» **PROBLEM TO WORK ON**
Pick out each line in the records below that contains the word "instance", and copy those lines.

» **MATERIAL SHOWN**
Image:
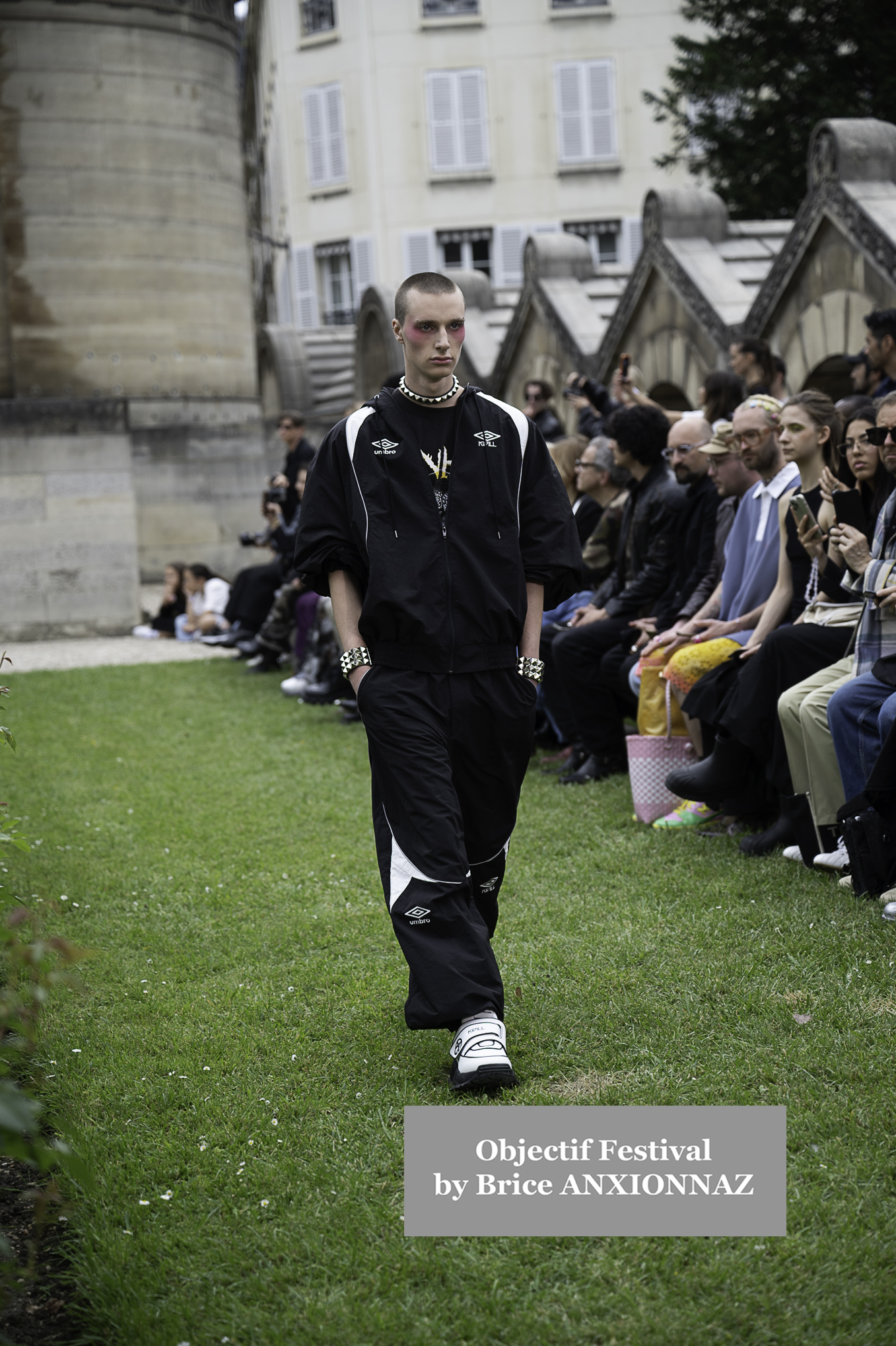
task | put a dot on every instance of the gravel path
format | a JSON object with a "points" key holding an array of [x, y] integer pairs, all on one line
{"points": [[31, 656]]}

==

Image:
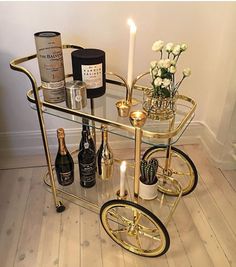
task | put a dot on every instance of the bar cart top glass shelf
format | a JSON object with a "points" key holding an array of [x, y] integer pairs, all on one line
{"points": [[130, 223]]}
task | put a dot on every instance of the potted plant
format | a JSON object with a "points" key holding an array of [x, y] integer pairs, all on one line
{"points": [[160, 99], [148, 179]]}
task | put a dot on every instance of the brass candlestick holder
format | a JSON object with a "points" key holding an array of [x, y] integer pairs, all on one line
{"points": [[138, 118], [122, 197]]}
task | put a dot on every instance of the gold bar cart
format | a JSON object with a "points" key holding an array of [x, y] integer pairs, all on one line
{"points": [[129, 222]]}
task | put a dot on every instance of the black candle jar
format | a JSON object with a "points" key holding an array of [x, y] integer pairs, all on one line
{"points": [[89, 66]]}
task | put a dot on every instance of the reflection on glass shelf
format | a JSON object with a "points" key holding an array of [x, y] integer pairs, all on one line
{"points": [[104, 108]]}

» **RESPONSE TO THE EXERCISE**
task | put a dot on every instance of the gravel path
task | put a dot on every instance of the bar cart top glass shelf
task | put a dot on every instance of the potted plant
task | put a dot on every instance of the brass candlestick holder
task | put a dot on every instance of the gold bar cart
task | put a dot on every instance of the black candle jar
task | put a dot on every instance of the reflection on glass shelf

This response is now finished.